Given records
%%
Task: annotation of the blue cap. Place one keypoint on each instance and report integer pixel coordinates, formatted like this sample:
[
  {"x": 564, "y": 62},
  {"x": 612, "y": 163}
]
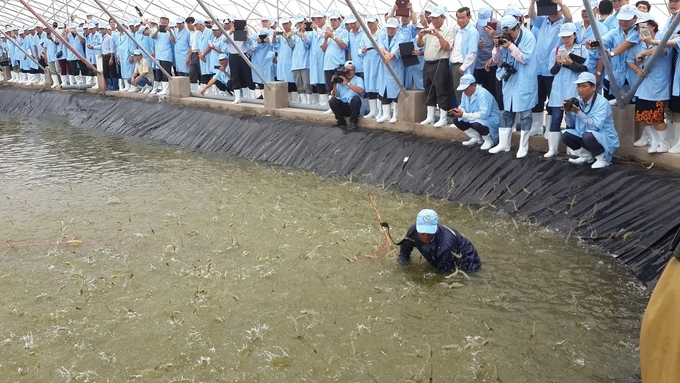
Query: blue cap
[
  {"x": 508, "y": 22},
  {"x": 426, "y": 221},
  {"x": 586, "y": 77},
  {"x": 466, "y": 81}
]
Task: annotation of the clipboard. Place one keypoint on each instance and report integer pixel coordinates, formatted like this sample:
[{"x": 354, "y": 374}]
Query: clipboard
[
  {"x": 239, "y": 33},
  {"x": 406, "y": 52}
]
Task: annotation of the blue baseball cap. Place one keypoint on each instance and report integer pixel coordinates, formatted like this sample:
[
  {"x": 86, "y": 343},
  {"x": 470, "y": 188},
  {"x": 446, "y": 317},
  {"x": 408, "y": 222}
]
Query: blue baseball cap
[{"x": 426, "y": 221}]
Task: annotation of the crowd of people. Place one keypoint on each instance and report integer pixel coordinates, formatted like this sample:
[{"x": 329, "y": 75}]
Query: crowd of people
[{"x": 484, "y": 77}]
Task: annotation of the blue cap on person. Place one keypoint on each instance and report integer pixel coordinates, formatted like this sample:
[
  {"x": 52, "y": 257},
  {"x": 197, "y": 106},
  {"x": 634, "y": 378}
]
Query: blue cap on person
[
  {"x": 426, "y": 221},
  {"x": 586, "y": 77},
  {"x": 466, "y": 81},
  {"x": 508, "y": 22}
]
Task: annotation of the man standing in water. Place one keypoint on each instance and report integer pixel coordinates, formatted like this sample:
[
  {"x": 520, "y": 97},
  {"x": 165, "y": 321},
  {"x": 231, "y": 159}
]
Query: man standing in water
[{"x": 442, "y": 246}]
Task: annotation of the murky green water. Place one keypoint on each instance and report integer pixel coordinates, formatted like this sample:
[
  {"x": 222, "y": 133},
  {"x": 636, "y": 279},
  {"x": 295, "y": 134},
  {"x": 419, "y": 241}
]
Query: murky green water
[{"x": 128, "y": 261}]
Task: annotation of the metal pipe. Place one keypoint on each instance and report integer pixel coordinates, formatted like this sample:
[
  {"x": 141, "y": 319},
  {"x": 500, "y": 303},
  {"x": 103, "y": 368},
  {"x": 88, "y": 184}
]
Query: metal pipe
[
  {"x": 22, "y": 49},
  {"x": 59, "y": 37},
  {"x": 375, "y": 46},
  {"x": 603, "y": 54},
  {"x": 657, "y": 51},
  {"x": 231, "y": 41},
  {"x": 127, "y": 32}
]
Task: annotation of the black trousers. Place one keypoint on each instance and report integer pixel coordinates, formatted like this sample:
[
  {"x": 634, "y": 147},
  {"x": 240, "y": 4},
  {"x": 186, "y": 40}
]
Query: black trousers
[
  {"x": 342, "y": 109},
  {"x": 437, "y": 83},
  {"x": 241, "y": 75},
  {"x": 464, "y": 125},
  {"x": 588, "y": 142}
]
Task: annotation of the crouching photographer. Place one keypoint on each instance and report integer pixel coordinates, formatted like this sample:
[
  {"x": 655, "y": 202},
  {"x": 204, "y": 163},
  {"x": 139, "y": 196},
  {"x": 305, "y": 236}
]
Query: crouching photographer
[
  {"x": 593, "y": 134},
  {"x": 347, "y": 93}
]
%%
Work instruction
Quote the records in full and exactly; skip any image.

Solution for this task
Task: annotation of the blue cap. Place one keypoint on each instance and report integer pixel coordinates, formatted like this sample:
[
  {"x": 564, "y": 62},
  {"x": 612, "y": 163}
]
Query: blue cap
[
  {"x": 508, "y": 22},
  {"x": 426, "y": 221},
  {"x": 586, "y": 77},
  {"x": 466, "y": 81}
]
Task: annotation of the clipboard. Place one keypoint on each instance and report integer pixel coordinates, formatted like this sample:
[{"x": 354, "y": 374}]
Query: clipboard
[
  {"x": 239, "y": 33},
  {"x": 406, "y": 52}
]
Task: annotation of the blue baseball cap. Place one keypoint on each instance and report integer pixel coordinates, formatted like this sample:
[
  {"x": 86, "y": 343},
  {"x": 470, "y": 188},
  {"x": 446, "y": 317},
  {"x": 408, "y": 222}
]
Query: blue baseball cap
[{"x": 426, "y": 221}]
Task: annotation of the crowd of people. Place one keypoint on each instance and report integer pixel coordinates, formatted like this sample:
[{"x": 329, "y": 75}]
Query: crowd of people
[{"x": 484, "y": 77}]
Task: annotation of the blue cap on person. Place one keypoint on each instance and report integer pixel coordinates, formatted like this sample:
[
  {"x": 52, "y": 257},
  {"x": 197, "y": 106},
  {"x": 634, "y": 378}
]
Query: blue cap on person
[
  {"x": 426, "y": 221},
  {"x": 586, "y": 77},
  {"x": 466, "y": 81},
  {"x": 508, "y": 22}
]
Task: annotation of the man standing in water. Place one keypoint on each instance and report integer pixel coordinates, formatted like this sample:
[
  {"x": 520, "y": 97},
  {"x": 165, "y": 321},
  {"x": 231, "y": 159}
]
Query: man standing in water
[{"x": 442, "y": 246}]
Task: annotation of the murky green water. Place one keypoint on each instance and report integer pixel coordinates, formatted like this sample:
[
  {"x": 222, "y": 133},
  {"x": 636, "y": 279},
  {"x": 295, "y": 134},
  {"x": 419, "y": 241}
]
Query: murky green water
[{"x": 128, "y": 261}]
Task: annotation of the metal pipe. Place one keypoint on each instance and report integer pixel coordinates, formatted like this sample:
[
  {"x": 141, "y": 319},
  {"x": 500, "y": 303},
  {"x": 103, "y": 368},
  {"x": 88, "y": 184}
]
Query: metal pipe
[
  {"x": 22, "y": 49},
  {"x": 59, "y": 37},
  {"x": 375, "y": 46},
  {"x": 603, "y": 54},
  {"x": 657, "y": 51},
  {"x": 231, "y": 41},
  {"x": 127, "y": 32}
]
Task: annotation of the black trousers. Place one keypoint on each instance and report integer pixel coordinates, formatted like this sample:
[
  {"x": 634, "y": 147},
  {"x": 240, "y": 4},
  {"x": 186, "y": 40}
]
Query: black trousers
[
  {"x": 342, "y": 109},
  {"x": 437, "y": 83},
  {"x": 241, "y": 75},
  {"x": 464, "y": 125},
  {"x": 588, "y": 142}
]
Task: annotation of the crouching photographer. Place one keypoint on each instance and report integer pixel coordinates, formatted like this sample:
[
  {"x": 655, "y": 202},
  {"x": 204, "y": 163},
  {"x": 139, "y": 196},
  {"x": 305, "y": 236}
]
Query: crouching photographer
[
  {"x": 593, "y": 134},
  {"x": 347, "y": 93}
]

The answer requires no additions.